## Exercise goal
Copy the listing word for word from its start through the line containing "(1106, 110)", including that line. Leave the pictures out.

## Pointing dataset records
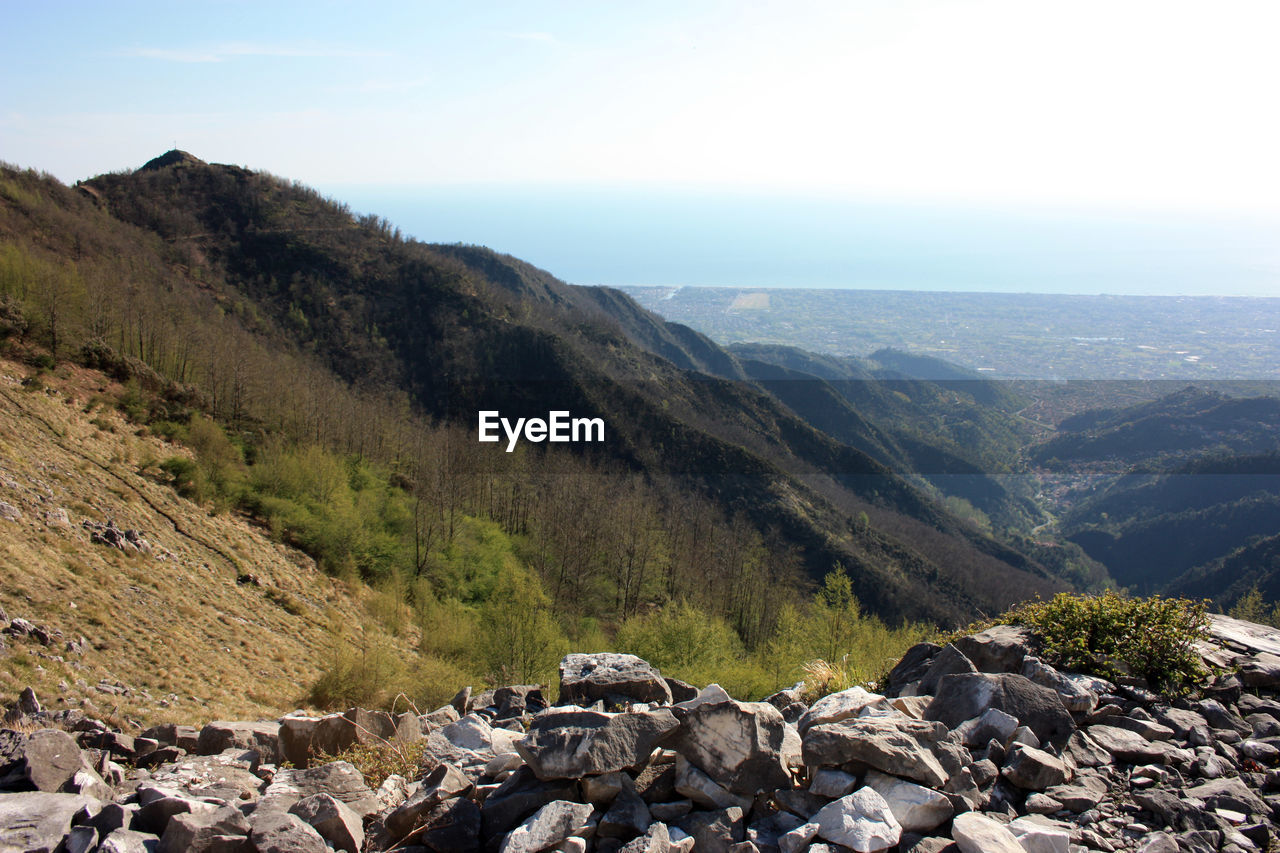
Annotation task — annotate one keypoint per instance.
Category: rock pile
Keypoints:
(976, 747)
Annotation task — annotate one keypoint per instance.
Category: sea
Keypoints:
(713, 237)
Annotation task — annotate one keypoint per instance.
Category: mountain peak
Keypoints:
(173, 158)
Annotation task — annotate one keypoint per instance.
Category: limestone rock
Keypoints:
(992, 725)
(333, 820)
(1000, 648)
(714, 831)
(574, 743)
(37, 821)
(693, 783)
(860, 821)
(832, 784)
(222, 830)
(835, 707)
(967, 696)
(220, 735)
(949, 661)
(1033, 769)
(552, 824)
(124, 840)
(1125, 746)
(739, 744)
(44, 760)
(283, 833)
(976, 833)
(519, 797)
(915, 808)
(617, 679)
(444, 781)
(338, 778)
(896, 746)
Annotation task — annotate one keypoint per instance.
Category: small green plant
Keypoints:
(1115, 635)
(380, 758)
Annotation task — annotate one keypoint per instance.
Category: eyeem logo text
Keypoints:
(558, 427)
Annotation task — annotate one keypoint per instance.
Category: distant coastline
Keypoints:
(629, 236)
(1005, 336)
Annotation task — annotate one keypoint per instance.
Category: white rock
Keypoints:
(839, 706)
(547, 828)
(974, 833)
(704, 790)
(915, 807)
(798, 839)
(471, 731)
(860, 821)
(1038, 838)
(709, 693)
(501, 762)
(832, 783)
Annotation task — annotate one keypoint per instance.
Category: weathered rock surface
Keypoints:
(967, 696)
(739, 744)
(572, 743)
(896, 746)
(616, 679)
(997, 765)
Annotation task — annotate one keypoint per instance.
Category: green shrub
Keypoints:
(682, 642)
(520, 641)
(1112, 635)
(379, 760)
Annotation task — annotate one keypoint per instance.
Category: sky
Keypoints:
(1106, 110)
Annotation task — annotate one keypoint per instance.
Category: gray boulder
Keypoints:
(338, 778)
(992, 725)
(1000, 648)
(892, 744)
(452, 826)
(714, 831)
(914, 807)
(547, 828)
(264, 737)
(860, 821)
(1127, 746)
(337, 731)
(1033, 769)
(44, 760)
(333, 820)
(835, 707)
(949, 661)
(739, 744)
(36, 821)
(967, 696)
(443, 783)
(224, 830)
(574, 743)
(283, 833)
(626, 817)
(616, 679)
(124, 840)
(702, 789)
(519, 797)
(976, 833)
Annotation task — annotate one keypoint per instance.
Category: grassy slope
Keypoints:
(178, 625)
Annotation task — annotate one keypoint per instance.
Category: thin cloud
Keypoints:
(236, 50)
(384, 86)
(545, 37)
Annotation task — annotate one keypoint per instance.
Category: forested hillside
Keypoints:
(1185, 493)
(328, 374)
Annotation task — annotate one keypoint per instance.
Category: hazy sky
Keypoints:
(1128, 103)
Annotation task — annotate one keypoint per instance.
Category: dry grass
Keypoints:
(181, 625)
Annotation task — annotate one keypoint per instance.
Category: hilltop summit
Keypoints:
(174, 158)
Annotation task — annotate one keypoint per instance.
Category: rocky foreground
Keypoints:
(976, 747)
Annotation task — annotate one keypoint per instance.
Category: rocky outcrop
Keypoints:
(1005, 755)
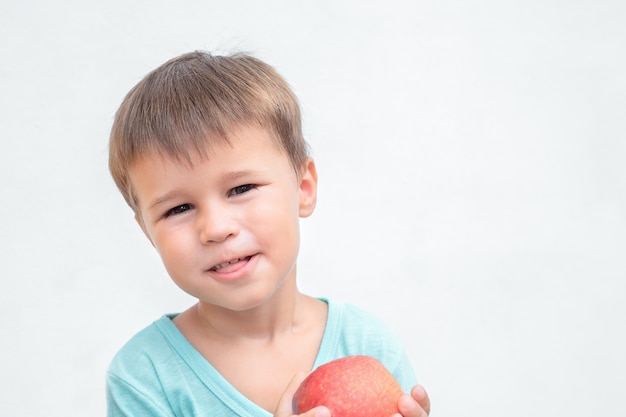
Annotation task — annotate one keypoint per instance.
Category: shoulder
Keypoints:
(135, 375)
(142, 357)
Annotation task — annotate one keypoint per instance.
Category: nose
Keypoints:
(216, 224)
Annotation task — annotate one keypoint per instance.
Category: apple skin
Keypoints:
(353, 386)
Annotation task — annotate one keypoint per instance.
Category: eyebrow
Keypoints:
(162, 199)
(231, 176)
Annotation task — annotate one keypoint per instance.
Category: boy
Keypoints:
(208, 152)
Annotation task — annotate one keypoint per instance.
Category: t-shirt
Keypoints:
(159, 373)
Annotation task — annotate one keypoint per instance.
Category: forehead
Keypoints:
(246, 149)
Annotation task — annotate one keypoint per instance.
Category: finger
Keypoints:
(420, 395)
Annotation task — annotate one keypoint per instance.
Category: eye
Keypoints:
(177, 210)
(242, 189)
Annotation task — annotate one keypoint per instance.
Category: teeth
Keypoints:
(222, 265)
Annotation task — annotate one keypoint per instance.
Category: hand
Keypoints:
(284, 408)
(415, 405)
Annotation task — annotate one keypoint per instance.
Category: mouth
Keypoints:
(224, 266)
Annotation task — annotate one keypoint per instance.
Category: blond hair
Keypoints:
(189, 101)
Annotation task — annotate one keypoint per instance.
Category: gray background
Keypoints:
(472, 188)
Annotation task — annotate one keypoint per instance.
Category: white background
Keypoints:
(472, 160)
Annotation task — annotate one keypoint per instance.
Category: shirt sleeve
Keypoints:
(125, 400)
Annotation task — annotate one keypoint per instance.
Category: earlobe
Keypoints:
(141, 224)
(308, 188)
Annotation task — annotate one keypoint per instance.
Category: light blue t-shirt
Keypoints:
(159, 373)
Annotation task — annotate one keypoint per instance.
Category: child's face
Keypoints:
(226, 227)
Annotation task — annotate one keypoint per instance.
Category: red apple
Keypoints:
(354, 386)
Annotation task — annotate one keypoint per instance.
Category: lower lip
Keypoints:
(235, 271)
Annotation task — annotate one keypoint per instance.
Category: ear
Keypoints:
(308, 188)
(142, 225)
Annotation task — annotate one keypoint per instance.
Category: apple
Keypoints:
(354, 386)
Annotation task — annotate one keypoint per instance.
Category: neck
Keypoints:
(275, 316)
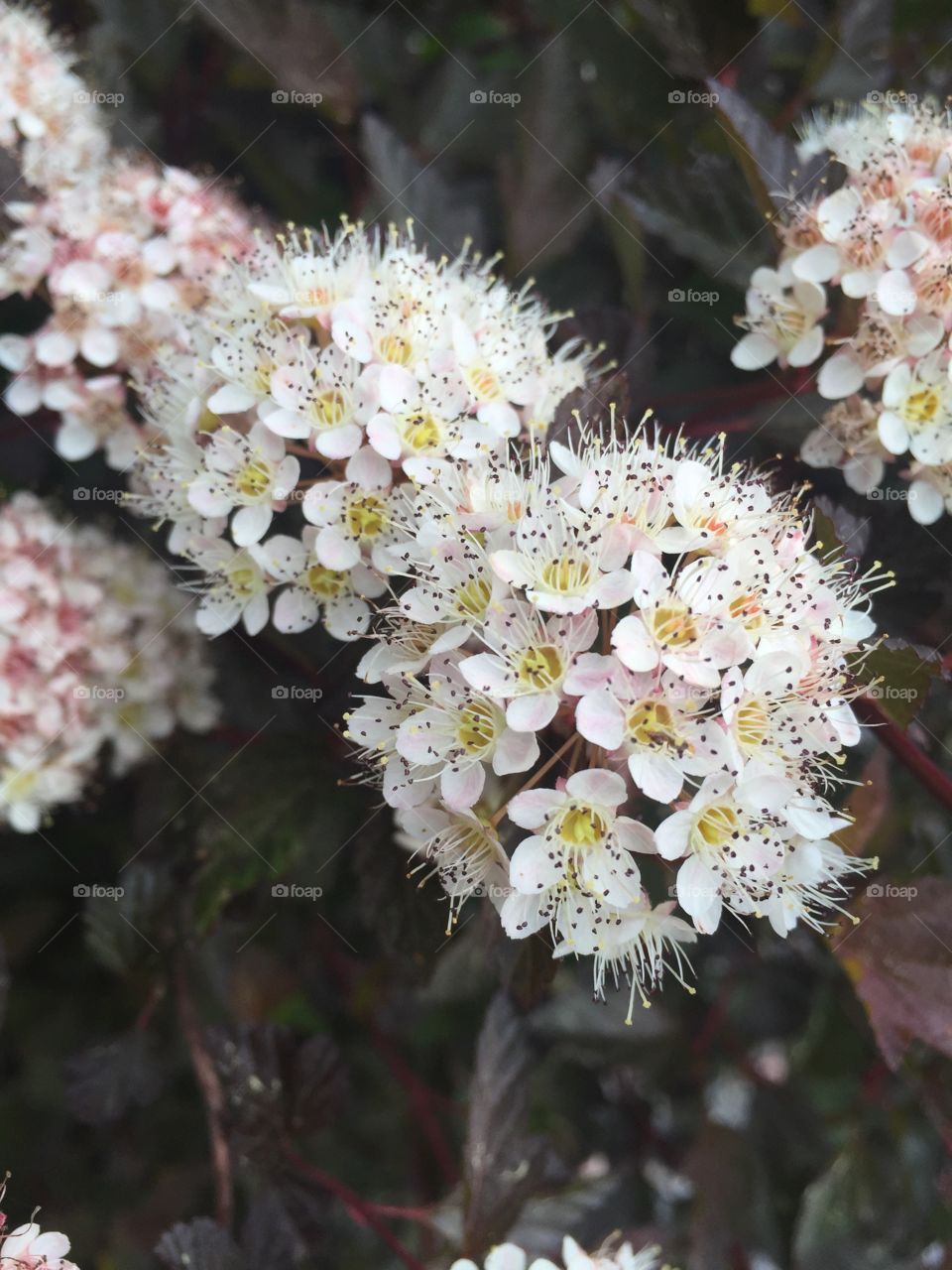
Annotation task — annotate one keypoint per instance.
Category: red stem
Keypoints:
(901, 744)
(362, 1211)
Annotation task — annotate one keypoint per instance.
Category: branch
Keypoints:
(209, 1087)
(901, 744)
(363, 1211)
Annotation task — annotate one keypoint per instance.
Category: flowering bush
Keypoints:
(96, 656)
(371, 362)
(883, 240)
(647, 630)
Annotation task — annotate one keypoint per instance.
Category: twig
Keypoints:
(362, 1210)
(901, 744)
(211, 1089)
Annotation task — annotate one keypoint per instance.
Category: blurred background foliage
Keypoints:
(376, 1086)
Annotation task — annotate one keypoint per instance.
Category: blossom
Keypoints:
(98, 657)
(703, 716)
(509, 1256)
(878, 246)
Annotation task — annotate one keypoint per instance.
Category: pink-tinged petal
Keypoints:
(250, 524)
(384, 436)
(55, 348)
(896, 294)
(532, 712)
(287, 423)
(589, 672)
(634, 645)
(673, 834)
(461, 789)
(368, 468)
(892, 432)
(656, 776)
(352, 339)
(207, 497)
(295, 611)
(635, 835)
(839, 377)
(598, 785)
(515, 752)
(534, 808)
(99, 347)
(231, 399)
(806, 349)
(486, 674)
(601, 719)
(335, 552)
(339, 443)
(535, 866)
(753, 352)
(613, 588)
(819, 263)
(522, 916)
(399, 390)
(511, 567)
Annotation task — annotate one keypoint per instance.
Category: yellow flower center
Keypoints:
(581, 826)
(566, 575)
(254, 479)
(325, 583)
(716, 826)
(674, 626)
(397, 349)
(652, 724)
(366, 517)
(330, 408)
(923, 405)
(472, 598)
(540, 667)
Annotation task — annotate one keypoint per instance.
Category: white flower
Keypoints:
(579, 871)
(250, 472)
(782, 320)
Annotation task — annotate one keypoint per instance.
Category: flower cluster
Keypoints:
(638, 631)
(48, 117)
(326, 376)
(96, 654)
(118, 246)
(511, 1256)
(881, 244)
(30, 1248)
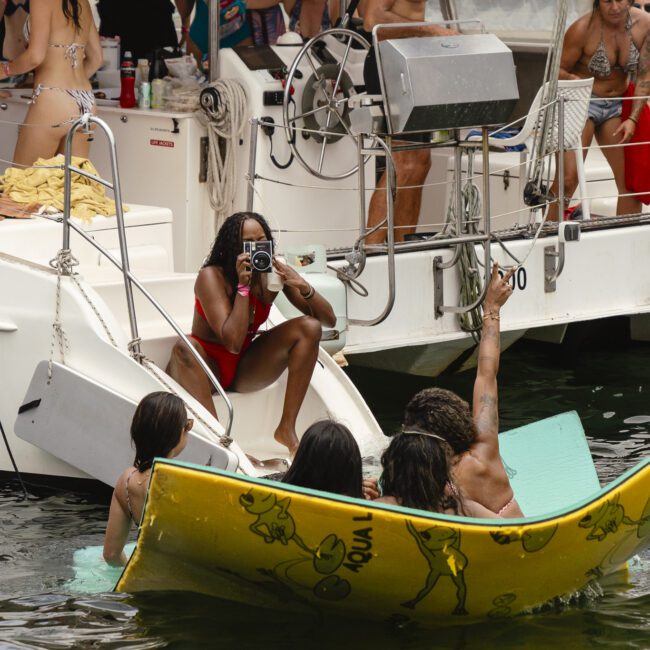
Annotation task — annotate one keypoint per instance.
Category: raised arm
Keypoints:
(486, 403)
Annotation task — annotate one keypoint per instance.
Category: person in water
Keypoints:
(605, 44)
(464, 443)
(159, 429)
(231, 303)
(417, 474)
(64, 52)
(328, 459)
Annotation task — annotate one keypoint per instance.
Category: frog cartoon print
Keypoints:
(440, 547)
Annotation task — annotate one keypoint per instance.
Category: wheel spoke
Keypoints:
(323, 144)
(295, 118)
(342, 67)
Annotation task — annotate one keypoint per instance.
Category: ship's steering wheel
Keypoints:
(324, 107)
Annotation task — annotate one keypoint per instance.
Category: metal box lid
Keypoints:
(443, 82)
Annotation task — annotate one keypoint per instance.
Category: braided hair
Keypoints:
(444, 413)
(416, 471)
(328, 458)
(71, 11)
(228, 245)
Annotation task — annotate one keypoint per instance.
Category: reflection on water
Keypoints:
(39, 536)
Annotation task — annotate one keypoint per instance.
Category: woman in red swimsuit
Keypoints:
(232, 301)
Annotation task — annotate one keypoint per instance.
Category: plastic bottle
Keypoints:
(127, 78)
(144, 97)
(157, 93)
(143, 70)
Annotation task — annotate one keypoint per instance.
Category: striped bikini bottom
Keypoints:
(84, 99)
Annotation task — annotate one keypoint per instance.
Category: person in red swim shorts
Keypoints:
(231, 302)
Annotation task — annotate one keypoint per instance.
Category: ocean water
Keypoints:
(608, 387)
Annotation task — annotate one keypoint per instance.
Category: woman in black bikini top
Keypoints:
(605, 44)
(159, 429)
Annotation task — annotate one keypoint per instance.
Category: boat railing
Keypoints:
(85, 122)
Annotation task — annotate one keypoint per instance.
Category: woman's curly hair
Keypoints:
(416, 471)
(228, 244)
(71, 11)
(442, 412)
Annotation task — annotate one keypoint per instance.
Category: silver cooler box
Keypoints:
(446, 82)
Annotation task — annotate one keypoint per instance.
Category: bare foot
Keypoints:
(275, 464)
(288, 438)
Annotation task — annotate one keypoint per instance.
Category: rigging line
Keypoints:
(13, 461)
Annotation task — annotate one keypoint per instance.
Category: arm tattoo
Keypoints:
(488, 416)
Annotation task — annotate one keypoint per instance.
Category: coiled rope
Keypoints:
(225, 122)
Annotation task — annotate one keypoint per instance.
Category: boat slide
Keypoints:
(318, 553)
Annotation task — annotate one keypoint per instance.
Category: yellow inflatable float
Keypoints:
(274, 545)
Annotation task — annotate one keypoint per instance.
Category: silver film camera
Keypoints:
(261, 253)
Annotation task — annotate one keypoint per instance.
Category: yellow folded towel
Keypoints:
(42, 183)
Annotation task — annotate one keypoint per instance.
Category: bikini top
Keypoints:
(261, 312)
(599, 64)
(70, 49)
(11, 7)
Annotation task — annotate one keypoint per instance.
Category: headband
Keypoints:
(413, 432)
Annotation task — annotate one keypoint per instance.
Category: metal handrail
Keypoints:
(486, 235)
(123, 266)
(391, 181)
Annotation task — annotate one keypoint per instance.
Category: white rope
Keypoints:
(225, 126)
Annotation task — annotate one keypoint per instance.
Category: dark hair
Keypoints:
(442, 412)
(597, 4)
(416, 473)
(71, 11)
(328, 458)
(228, 244)
(157, 427)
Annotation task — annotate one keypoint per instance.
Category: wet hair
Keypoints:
(442, 412)
(328, 459)
(597, 4)
(416, 472)
(157, 427)
(71, 11)
(228, 244)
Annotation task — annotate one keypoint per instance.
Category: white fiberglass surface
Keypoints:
(517, 15)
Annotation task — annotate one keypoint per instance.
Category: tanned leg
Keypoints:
(616, 159)
(185, 369)
(412, 168)
(570, 172)
(292, 345)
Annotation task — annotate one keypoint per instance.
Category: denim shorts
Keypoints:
(600, 110)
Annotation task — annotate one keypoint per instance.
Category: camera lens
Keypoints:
(261, 261)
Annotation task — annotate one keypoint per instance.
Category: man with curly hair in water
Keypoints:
(471, 436)
(446, 458)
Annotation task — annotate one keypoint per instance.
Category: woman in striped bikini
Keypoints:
(64, 52)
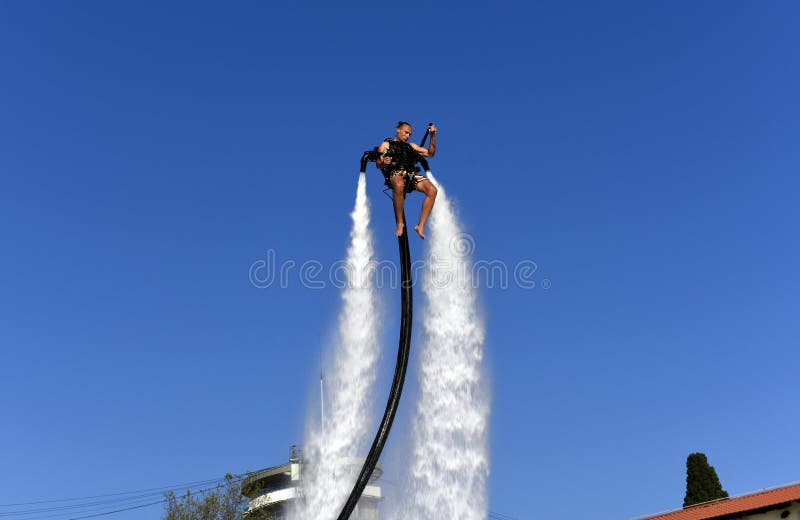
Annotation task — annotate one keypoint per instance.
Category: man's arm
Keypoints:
(382, 159)
(430, 151)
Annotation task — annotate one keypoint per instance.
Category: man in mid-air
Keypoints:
(397, 163)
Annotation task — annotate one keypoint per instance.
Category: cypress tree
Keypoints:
(702, 483)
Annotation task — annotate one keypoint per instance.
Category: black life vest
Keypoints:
(403, 157)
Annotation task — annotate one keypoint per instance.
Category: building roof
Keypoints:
(729, 506)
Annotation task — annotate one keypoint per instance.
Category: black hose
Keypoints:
(406, 305)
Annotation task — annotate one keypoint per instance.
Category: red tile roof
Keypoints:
(727, 506)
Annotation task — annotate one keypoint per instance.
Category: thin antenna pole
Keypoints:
(321, 404)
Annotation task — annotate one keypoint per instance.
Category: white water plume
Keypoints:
(329, 472)
(449, 463)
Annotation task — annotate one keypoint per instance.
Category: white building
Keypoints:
(272, 491)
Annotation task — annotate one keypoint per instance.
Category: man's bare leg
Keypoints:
(430, 192)
(399, 199)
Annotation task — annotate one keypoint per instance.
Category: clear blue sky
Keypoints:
(643, 154)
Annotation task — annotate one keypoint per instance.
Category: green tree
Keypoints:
(702, 483)
(224, 502)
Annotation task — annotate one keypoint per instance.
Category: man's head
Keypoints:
(403, 131)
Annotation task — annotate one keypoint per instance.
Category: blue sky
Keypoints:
(643, 154)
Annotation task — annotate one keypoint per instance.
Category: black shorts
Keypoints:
(412, 179)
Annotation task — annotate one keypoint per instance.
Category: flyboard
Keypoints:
(404, 348)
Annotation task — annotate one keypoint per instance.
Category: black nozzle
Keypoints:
(369, 155)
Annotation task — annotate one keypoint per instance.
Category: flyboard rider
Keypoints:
(397, 159)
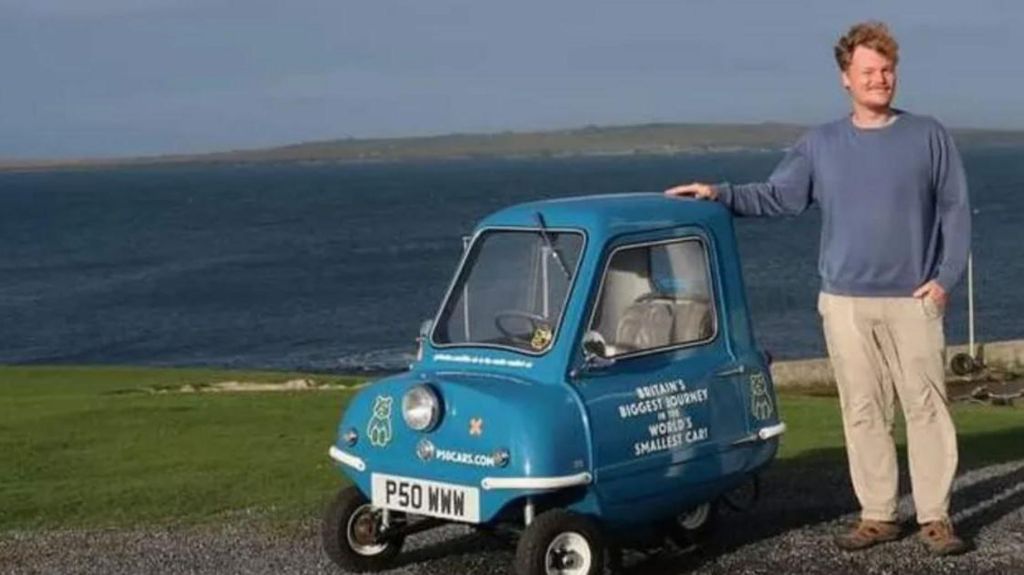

## Task output
Annotation task — annotate one keypoint per instance.
Category: rock pile
Keypoints:
(976, 747)
Annotation task — annotate one keypoint per instance.
Category: sea
Keypoints:
(713, 237)
Annotation task — annotate one keypoint per instance.
Category: mountain peak
Keypoints:
(173, 158)
Annotation task — annotate one keypoint per instance.
Category: limestone rock
Keypoints:
(992, 725)
(333, 820)
(1000, 648)
(714, 831)
(574, 743)
(37, 821)
(693, 783)
(860, 821)
(832, 784)
(222, 830)
(835, 707)
(967, 696)
(220, 735)
(949, 661)
(1033, 769)
(552, 824)
(124, 840)
(1125, 746)
(739, 744)
(44, 760)
(283, 833)
(976, 833)
(519, 797)
(915, 808)
(617, 679)
(444, 781)
(338, 778)
(896, 746)
Annotation task — annotate one keypoint per instance.
Category: small green plant
Keypoints:
(1115, 635)
(380, 758)
Annotation task — annotate one keypoint per instance.
Category: eyeem logo text
Keypoints:
(558, 427)
Annotation task — annotate one keypoint per instance.
Category: distant coastline
Keypoints:
(629, 236)
(1005, 336)
Annotation task — annotate one keypoint per instance.
Category: white rock
Keypoints:
(839, 706)
(547, 828)
(974, 833)
(704, 790)
(915, 807)
(798, 839)
(471, 731)
(860, 821)
(1038, 838)
(709, 693)
(501, 762)
(832, 783)
Annotation task — annotate one keypoint per instance.
Category: weathered rock surface
Keypoints:
(967, 696)
(739, 744)
(572, 743)
(896, 746)
(616, 679)
(997, 765)
Annotation task — annotate one keypoint per instance.
Category: green shrub
Keypoints:
(682, 642)
(520, 641)
(1112, 635)
(379, 760)
Annotation task — annotate one keypoint per instance.
Category: sky
Keypoints:
(1106, 110)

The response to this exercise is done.